**Work order**
Lift out all lines below that contain "Write".

Stored data entries
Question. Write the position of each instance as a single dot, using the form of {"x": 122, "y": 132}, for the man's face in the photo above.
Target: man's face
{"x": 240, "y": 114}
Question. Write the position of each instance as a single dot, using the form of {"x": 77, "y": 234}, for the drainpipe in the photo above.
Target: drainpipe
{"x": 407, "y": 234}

**Response**
Question. Write the position of each instance as a single dot, using the form of {"x": 122, "y": 132}, for the man's face in the photo above.
Question. Write the position of each instance as a single dot, using the form of {"x": 77, "y": 234}, for the drainpipe in the photo above.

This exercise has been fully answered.